* Stored dataset items *
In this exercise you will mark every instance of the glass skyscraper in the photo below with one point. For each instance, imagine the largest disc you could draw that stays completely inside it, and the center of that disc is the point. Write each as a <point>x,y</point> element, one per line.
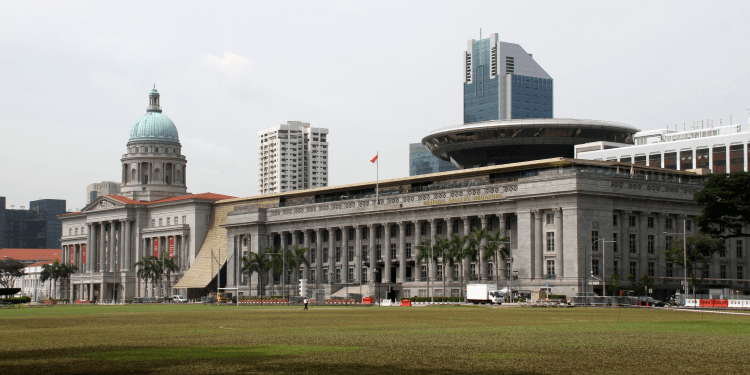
<point>421,161</point>
<point>502,82</point>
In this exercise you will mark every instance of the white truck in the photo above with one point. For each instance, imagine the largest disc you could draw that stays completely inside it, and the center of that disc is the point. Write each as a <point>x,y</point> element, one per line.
<point>483,293</point>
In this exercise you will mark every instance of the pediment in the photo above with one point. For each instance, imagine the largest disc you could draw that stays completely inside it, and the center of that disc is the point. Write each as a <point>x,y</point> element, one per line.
<point>103,203</point>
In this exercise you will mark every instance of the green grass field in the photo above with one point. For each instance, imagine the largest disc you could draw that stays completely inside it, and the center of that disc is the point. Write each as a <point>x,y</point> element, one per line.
<point>190,339</point>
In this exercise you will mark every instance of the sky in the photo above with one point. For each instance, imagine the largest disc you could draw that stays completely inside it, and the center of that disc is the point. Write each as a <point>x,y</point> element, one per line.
<point>75,76</point>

* OBJECTIVE *
Rewrite the rows from the beginning of the records through the line containing "<point>502,82</point>", changing "disc" to "circle" and keeping everything else unchanged. Leave the pictures out of your answer.

* SOLUTION BELOW *
In this exercise you will mark every instance of the glass skyscraper in the photo below with one point. For each instance, imagine the largest circle you could draw that stays completely inside it, and the center of that circle is the point. Write each as a <point>x,y</point> element, one per line.
<point>421,161</point>
<point>502,82</point>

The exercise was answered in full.